Dataset records
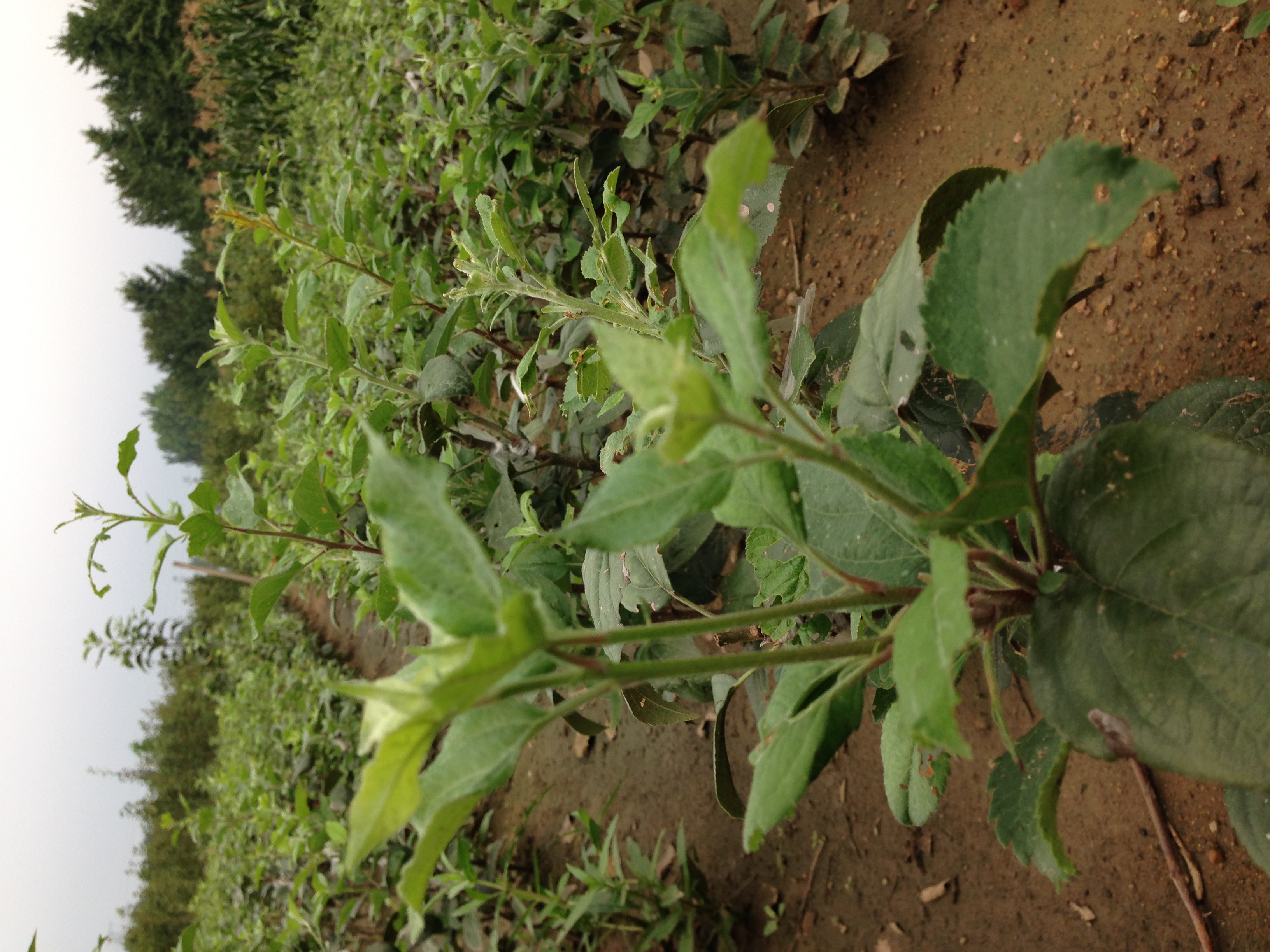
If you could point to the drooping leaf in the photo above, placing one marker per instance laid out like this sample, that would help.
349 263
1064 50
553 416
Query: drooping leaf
668 385
914 777
931 636
1233 407
1249 812
813 711
1163 620
266 595
892 348
437 563
313 503
478 757
716 257
648 706
444 379
644 498
1025 803
129 451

WORK TO COMPLETE
Skipping any pictures, copy the entries exactly as they appear.

TASK RESPONSE
If you could point to the drooping leaf in the photo above, placing one marker per instance laid out like this sample, that would help.
349 263
1064 50
553 416
Query: drooping leaf
668 385
914 777
931 636
1233 407
1249 812
813 711
1163 620
266 595
892 348
437 563
313 503
478 757
716 257
648 706
444 379
644 498
1025 803
129 451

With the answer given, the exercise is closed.